**The task**
Restate the full listing precisely as written.

**Dataset extract**
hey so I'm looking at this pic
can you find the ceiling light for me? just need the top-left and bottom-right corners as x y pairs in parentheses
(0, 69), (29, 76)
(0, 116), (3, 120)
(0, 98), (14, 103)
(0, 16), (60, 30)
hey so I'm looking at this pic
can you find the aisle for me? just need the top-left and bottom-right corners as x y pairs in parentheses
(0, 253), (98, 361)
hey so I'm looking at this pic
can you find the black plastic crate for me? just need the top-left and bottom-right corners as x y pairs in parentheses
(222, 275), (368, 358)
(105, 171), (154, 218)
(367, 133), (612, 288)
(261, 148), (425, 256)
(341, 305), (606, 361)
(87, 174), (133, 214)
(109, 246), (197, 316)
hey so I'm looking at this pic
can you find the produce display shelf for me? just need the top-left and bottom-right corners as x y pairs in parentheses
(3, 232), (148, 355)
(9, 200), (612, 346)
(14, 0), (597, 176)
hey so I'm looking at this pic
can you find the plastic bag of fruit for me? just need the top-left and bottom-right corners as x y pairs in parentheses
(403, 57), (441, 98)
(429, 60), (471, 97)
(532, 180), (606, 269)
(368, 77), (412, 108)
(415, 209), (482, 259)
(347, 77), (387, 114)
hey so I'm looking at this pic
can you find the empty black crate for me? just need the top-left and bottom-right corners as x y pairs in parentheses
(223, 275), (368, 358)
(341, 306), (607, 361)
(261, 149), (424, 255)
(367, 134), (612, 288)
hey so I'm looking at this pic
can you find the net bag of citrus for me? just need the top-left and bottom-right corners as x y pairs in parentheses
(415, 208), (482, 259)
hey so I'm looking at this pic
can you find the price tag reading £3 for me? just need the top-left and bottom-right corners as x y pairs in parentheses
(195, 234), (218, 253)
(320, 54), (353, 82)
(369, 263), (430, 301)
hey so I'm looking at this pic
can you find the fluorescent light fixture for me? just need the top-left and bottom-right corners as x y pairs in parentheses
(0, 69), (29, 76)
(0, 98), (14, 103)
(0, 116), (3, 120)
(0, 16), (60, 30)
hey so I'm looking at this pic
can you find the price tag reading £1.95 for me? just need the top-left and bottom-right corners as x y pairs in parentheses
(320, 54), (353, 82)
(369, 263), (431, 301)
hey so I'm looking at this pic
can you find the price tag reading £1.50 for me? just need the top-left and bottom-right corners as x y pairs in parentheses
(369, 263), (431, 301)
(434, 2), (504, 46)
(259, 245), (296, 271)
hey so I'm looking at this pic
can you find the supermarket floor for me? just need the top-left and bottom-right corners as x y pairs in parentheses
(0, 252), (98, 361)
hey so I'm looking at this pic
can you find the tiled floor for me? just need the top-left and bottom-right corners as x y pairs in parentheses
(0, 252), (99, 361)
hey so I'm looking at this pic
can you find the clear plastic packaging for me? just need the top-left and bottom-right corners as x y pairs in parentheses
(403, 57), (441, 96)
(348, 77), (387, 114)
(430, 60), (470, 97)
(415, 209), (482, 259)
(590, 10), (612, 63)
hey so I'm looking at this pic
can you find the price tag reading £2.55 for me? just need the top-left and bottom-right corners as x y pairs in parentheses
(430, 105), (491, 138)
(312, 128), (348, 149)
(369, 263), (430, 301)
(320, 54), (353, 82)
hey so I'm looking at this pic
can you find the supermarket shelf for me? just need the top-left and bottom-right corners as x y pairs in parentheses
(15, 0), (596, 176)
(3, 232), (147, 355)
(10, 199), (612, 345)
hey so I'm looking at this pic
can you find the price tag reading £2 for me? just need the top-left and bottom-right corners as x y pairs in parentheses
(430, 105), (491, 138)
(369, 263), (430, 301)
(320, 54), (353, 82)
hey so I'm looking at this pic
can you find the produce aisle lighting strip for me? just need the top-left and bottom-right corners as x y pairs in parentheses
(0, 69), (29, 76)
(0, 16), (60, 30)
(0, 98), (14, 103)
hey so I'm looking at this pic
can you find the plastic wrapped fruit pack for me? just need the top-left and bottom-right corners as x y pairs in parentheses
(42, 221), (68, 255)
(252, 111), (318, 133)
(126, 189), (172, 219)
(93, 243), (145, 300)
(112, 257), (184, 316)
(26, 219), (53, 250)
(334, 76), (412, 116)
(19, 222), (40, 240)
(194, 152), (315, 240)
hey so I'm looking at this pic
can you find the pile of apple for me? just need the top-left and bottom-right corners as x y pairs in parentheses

**Written solution**
hey so I'm looking at this pic
can you find the ceiling light for me? just need the top-left and bottom-right corners as x y pairs in parentheses
(0, 69), (29, 76)
(0, 116), (3, 120)
(0, 98), (14, 103)
(0, 16), (60, 30)
hey so I'm looking at this pic
can you find the aisle for me? just need the top-left and bottom-right corners as x y pairs in parentheses
(0, 253), (98, 361)
hey so I'm looking at this pic
can you find the black plastic crate for me? just need the top-left and bottom-right corners as x y pairs in parentheses
(222, 275), (368, 358)
(105, 171), (154, 218)
(367, 133), (612, 288)
(261, 148), (425, 256)
(341, 305), (606, 361)
(87, 174), (133, 214)
(109, 246), (197, 316)
hey so I'm looking at this pic
can you find the produce display shelf for me? just need the top-left and bottom-right corners as x y pairs in parentheses
(3, 232), (148, 355)
(9, 200), (612, 346)
(14, 0), (597, 176)
hey so I'm looking at this pic
can you find the plastic bag of fruit for me? just need the top-left and bottom-right corners as x y pairs in parentheses
(403, 57), (441, 98)
(429, 60), (471, 97)
(532, 180), (606, 269)
(368, 77), (412, 108)
(415, 209), (482, 259)
(347, 77), (387, 114)
hey so I'm looking at this pic
can you find the empty black crate for me? just need the top-left and bottom-right corners as x y pairs in parentheses
(223, 275), (368, 358)
(341, 306), (607, 361)
(261, 149), (424, 255)
(367, 134), (612, 288)
hey so I'm looking at this pic
can you find the net bag of citrus for me? just need the top-left and bottom-right corners as x y pairs in parentheses
(415, 208), (482, 259)
hey so I'm looking at this pic
can you find the price tag reading £3 for me? just need the top-left and bottom-right corners as x y pairs in parentheses
(195, 234), (218, 253)
(320, 54), (353, 82)
(369, 263), (430, 301)
hey so I'm looking at this pic
can you find the fluorescent light fixture for me? just need the top-left and bottom-right corners as x y pairs in parentheses
(0, 69), (29, 76)
(0, 98), (14, 103)
(0, 116), (3, 120)
(0, 16), (60, 30)
hey so I'm looking at this pic
can you find the price tag reading £1.95 for me? just need the top-left and bottom-right corners as x y pairs in parentheses
(320, 54), (353, 82)
(369, 263), (431, 301)
hey so I'm looking at this pic
can you find the price tag reading £1.50 for me? just need the top-left and bottom-right corners as x y pairs in parentheses
(369, 263), (431, 301)
(434, 2), (504, 46)
(259, 245), (296, 271)
hey so I'm looking at this pic
can you find the supermarket floor for me? just need the top-left and bottom-right corners as x y pairs in parentheses
(0, 252), (98, 361)
hey so I'm looking at this pic
can you find the tiled floor for me? just need the top-left and bottom-right corners as x y pairs in parentheses
(0, 252), (99, 361)
hey so I'm looking at this pic
can you find the clear plastic packaging for me? just need the top-left and bottom-right corners as x y pairs in parentheses
(403, 57), (441, 96)
(348, 77), (387, 114)
(430, 60), (470, 97)
(415, 209), (482, 259)
(590, 10), (612, 63)
hey so I'm looking at this pic
can you find the price tag reading £2.55 for me? just need the top-left and bottom-right corners as x y pairs in parentheses
(430, 105), (491, 138)
(312, 128), (348, 149)
(369, 263), (430, 301)
(320, 54), (353, 82)
hey so I'm looking at this pic
can you find the supermarket shelf for me? just need the top-left and bottom-right corners as x y pairs in parentheses
(15, 0), (596, 176)
(3, 232), (147, 355)
(10, 199), (612, 345)
hey so I'm looking at this pic
can you find the price tag reading £2 for me? just need the top-left and bottom-right corners as x y pairs in parentheses
(430, 105), (491, 138)
(369, 263), (430, 301)
(320, 54), (353, 82)
hey so I'm looking at this pic
can you find the produce aisle lighting strip for me? just need the top-left and bottom-right corners as x y pairs in parentheses
(0, 69), (29, 76)
(0, 16), (60, 30)
(0, 98), (14, 103)
hey so I'm looking at this pic
can you find the plastic wrapped fruit pack for me? just need the top-left and bottom-right corners as x y pairs in parentheses
(42, 221), (68, 255)
(252, 111), (318, 133)
(126, 189), (172, 219)
(93, 243), (145, 300)
(112, 257), (184, 316)
(26, 219), (53, 250)
(334, 76), (412, 116)
(19, 222), (40, 240)
(194, 152), (315, 240)
hey so I'm looking at this pic
can you find the pile of apple for me? just need the top-left and bottom-right corners as x y pairs in parentheses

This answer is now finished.